» Task to complete
Take the entries below and print only the lines from the one with "positive clicks: (170, 126)" through the one with "positive clicks: (714, 334) (735, 206)", exactly as they stand, both ends included.

[Opening Data extract section]

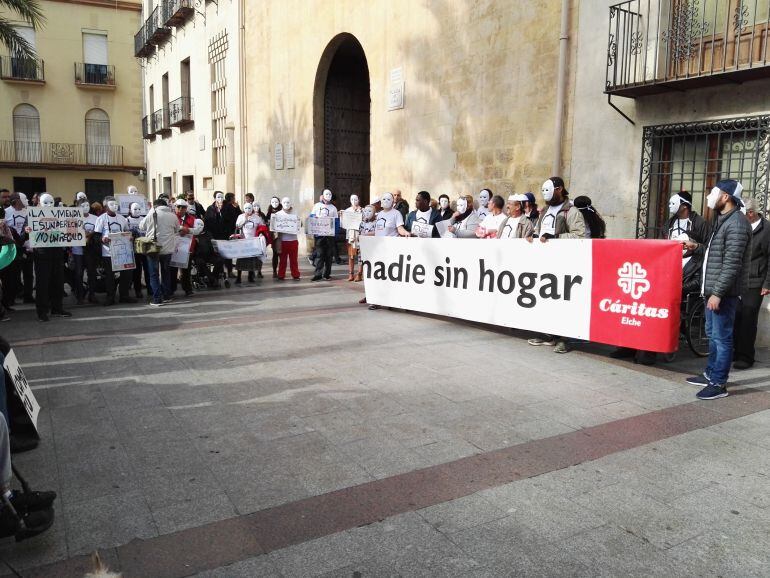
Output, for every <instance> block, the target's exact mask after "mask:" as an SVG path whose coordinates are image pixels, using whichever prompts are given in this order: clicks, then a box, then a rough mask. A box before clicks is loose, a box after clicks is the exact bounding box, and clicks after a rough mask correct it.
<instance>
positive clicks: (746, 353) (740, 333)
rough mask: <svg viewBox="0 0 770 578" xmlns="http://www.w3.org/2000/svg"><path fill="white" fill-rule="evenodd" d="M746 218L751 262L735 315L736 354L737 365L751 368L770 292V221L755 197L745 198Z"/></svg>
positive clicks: (734, 333)
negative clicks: (749, 236) (758, 209)
mask: <svg viewBox="0 0 770 578" xmlns="http://www.w3.org/2000/svg"><path fill="white" fill-rule="evenodd" d="M744 205H745V208H746V218H747V219H748V221H749V224H750V225H751V229H752V233H751V264H750V266H749V286H748V288H747V289H746V290H745V291H744V292H743V293H742V294H741V301H740V304H739V305H738V311H737V314H736V316H735V330H734V331H733V333H734V334H735V355H734V356H733V359H734V360H735V362H734V363H733V367H734V368H735V369H748V368H750V367H751V366H752V365H754V342H755V341H756V339H757V320H758V319H759V312H760V310H761V308H762V300H763V299H764V298H765V295H767V294H768V293H770V275H768V271H770V266H769V265H770V223H769V222H768V221H767V220H766V219H765V218H764V217H763V216H762V214H761V213H760V212H759V211H758V210H757V204H756V202H755V201H754V199H746V200H745V201H744Z"/></svg>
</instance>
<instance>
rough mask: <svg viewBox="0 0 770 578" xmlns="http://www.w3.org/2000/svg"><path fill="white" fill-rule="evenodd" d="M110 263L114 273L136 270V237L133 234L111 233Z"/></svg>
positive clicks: (125, 233)
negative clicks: (134, 246) (135, 243)
mask: <svg viewBox="0 0 770 578" xmlns="http://www.w3.org/2000/svg"><path fill="white" fill-rule="evenodd" d="M110 261H111V262H112V270H113V271H126V270H128V269H136V260H135V259H134V236H133V235H132V234H131V233H110Z"/></svg>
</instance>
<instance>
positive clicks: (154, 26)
mask: <svg viewBox="0 0 770 578" xmlns="http://www.w3.org/2000/svg"><path fill="white" fill-rule="evenodd" d="M160 16H161V14H160V6H156V7H155V10H153V11H152V13H151V14H150V17H149V18H148V19H147V22H146V23H145V26H146V28H147V42H149V43H150V44H155V45H156V46H157V45H159V44H160V43H161V42H163V41H164V40H166V38H168V37H169V36H171V28H167V27H166V26H164V25H163V23H162V22H161V19H160Z"/></svg>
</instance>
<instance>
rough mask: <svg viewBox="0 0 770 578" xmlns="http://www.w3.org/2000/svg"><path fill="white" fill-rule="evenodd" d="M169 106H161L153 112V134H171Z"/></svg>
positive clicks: (170, 126)
mask: <svg viewBox="0 0 770 578" xmlns="http://www.w3.org/2000/svg"><path fill="white" fill-rule="evenodd" d="M168 110H169V109H168V108H161V109H158V110H156V111H155V112H153V113H152V123H151V125H152V132H153V134H159V135H168V134H171V125H170V124H169V123H168Z"/></svg>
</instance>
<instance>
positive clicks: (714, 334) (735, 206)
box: [683, 179, 751, 399]
mask: <svg viewBox="0 0 770 578" xmlns="http://www.w3.org/2000/svg"><path fill="white" fill-rule="evenodd" d="M742 190H743V187H742V185H741V184H740V183H739V182H738V181H735V180H733V179H726V180H722V181H719V182H718V183H717V185H716V186H715V187H714V188H713V189H711V193H709V195H708V197H707V199H706V202H707V204H708V206H709V208H710V209H712V210H713V211H714V212H715V213H716V215H717V220H716V223H715V225H714V230H713V231H712V233H711V237H710V239H709V242H708V246H704V245H702V244H699V243H697V242H695V241H684V243H683V244H684V246H685V247H687V248H688V249H692V250H695V251H697V252H704V265H703V280H702V284H701V292H702V294H703V295H704V296H705V297H707V298H708V301H707V302H706V334H707V335H708V338H709V357H708V364H707V365H706V371H704V372H703V374H702V375H696V376H693V377H688V378H687V383H691V384H693V385H701V386H703V389H701V390H700V391H699V392H698V394H697V396H696V397H697V398H698V399H718V398H720V397H727V378H728V376H729V374H730V365H731V363H732V360H733V328H734V325H735V312H736V310H737V308H738V300H739V298H740V296H741V295H742V294H743V293H744V292H745V291H746V290H747V288H748V282H749V262H750V260H751V225H749V222H748V221H747V220H746V218H745V217H744V216H743V213H741V211H740V207H742V206H743V202H742V201H741V191H742Z"/></svg>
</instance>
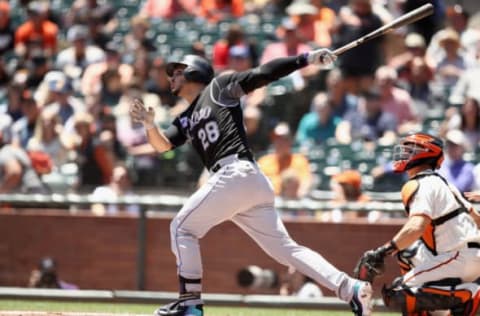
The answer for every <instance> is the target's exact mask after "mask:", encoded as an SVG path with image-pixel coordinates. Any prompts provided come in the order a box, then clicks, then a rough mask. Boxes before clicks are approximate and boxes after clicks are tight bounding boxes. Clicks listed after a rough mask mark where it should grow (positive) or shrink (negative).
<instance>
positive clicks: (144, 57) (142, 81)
mask: <svg viewBox="0 0 480 316" xmlns="http://www.w3.org/2000/svg"><path fill="white" fill-rule="evenodd" d="M151 67H152V59H151V58H150V55H148V54H146V53H144V52H141V53H139V54H137V55H136V57H135V60H134V62H133V79H132V80H131V81H134V82H135V83H136V84H137V85H138V86H140V87H142V89H143V87H144V86H145V83H146V82H147V81H148V78H149V76H150V69H151Z"/></svg>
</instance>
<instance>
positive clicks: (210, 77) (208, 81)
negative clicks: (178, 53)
mask: <svg viewBox="0 0 480 316" xmlns="http://www.w3.org/2000/svg"><path fill="white" fill-rule="evenodd" d="M177 66H186V68H185V69H184V70H183V76H184V77H185V79H186V80H188V81H193V82H200V83H204V84H207V83H209V82H210V81H211V80H212V79H213V75H214V72H213V68H212V66H211V65H210V63H209V62H208V61H207V60H206V59H204V58H202V57H200V56H197V55H185V56H183V58H182V59H181V60H180V61H176V62H169V63H167V68H166V70H167V75H169V76H170V77H172V76H173V71H174V70H175V67H177Z"/></svg>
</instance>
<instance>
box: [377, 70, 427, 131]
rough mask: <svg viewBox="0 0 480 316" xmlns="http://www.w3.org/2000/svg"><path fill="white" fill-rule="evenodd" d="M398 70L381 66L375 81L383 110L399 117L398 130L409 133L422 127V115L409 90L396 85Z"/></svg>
mask: <svg viewBox="0 0 480 316" xmlns="http://www.w3.org/2000/svg"><path fill="white" fill-rule="evenodd" d="M396 81H397V72H396V71H395V69H394V68H392V67H388V66H381V67H379V68H378V69H377V71H376V72H375V83H376V85H377V86H378V88H379V90H380V102H381V104H382V110H383V111H385V112H388V113H391V114H392V115H393V116H395V118H396V119H397V124H398V127H397V132H398V133H399V134H403V133H408V132H409V131H411V130H412V129H420V117H419V114H420V113H418V111H417V109H416V108H415V107H414V104H413V101H412V98H411V97H410V95H409V94H408V92H407V91H405V90H403V89H401V88H398V87H396V86H395V82H396Z"/></svg>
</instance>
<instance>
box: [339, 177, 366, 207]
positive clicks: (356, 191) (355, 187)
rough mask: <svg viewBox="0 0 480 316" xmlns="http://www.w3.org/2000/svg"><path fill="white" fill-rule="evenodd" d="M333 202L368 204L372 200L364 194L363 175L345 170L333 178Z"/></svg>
mask: <svg viewBox="0 0 480 316" xmlns="http://www.w3.org/2000/svg"><path fill="white" fill-rule="evenodd" d="M331 185H332V191H333V198H332V201H333V202H335V203H340V204H341V203H347V202H368V201H370V200H371V198H370V197H369V196H368V195H366V194H365V193H363V190H362V175H361V173H360V172H359V171H357V170H345V171H342V172H340V173H337V174H335V175H333V176H332V182H331Z"/></svg>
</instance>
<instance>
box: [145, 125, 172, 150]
mask: <svg viewBox="0 0 480 316" xmlns="http://www.w3.org/2000/svg"><path fill="white" fill-rule="evenodd" d="M145 130H146V133H147V139H148V142H149V143H150V145H152V147H153V148H155V150H156V151H158V152H159V153H163V152H166V151H169V150H170V149H172V147H173V146H172V143H170V140H169V139H168V138H167V137H166V136H165V134H163V132H162V131H160V130H159V129H158V128H157V127H146V128H145Z"/></svg>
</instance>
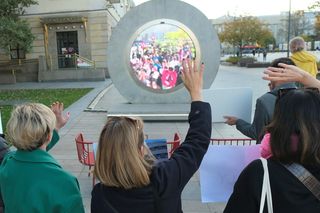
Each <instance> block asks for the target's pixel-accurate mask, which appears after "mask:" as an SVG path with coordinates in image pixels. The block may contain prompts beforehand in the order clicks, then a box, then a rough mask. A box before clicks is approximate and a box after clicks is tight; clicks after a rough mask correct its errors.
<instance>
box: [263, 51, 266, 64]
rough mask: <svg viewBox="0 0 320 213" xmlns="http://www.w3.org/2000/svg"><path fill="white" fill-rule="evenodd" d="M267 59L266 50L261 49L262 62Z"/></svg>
mask: <svg viewBox="0 0 320 213" xmlns="http://www.w3.org/2000/svg"><path fill="white" fill-rule="evenodd" d="M266 61H267V50H263V62H266Z"/></svg>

[Closing Data extract section]

» Response below
positive clicks: (170, 126)
mask: <svg viewBox="0 0 770 578" xmlns="http://www.w3.org/2000/svg"><path fill="white" fill-rule="evenodd" d="M168 110H169V109H168V108H161V109H158V110H156V111H155V112H153V113H152V123H151V125H152V132H153V134H159V135H168V134H171V125H170V124H169V123H168Z"/></svg>
</instance>
<instance>
positive clicks: (714, 334) (735, 206)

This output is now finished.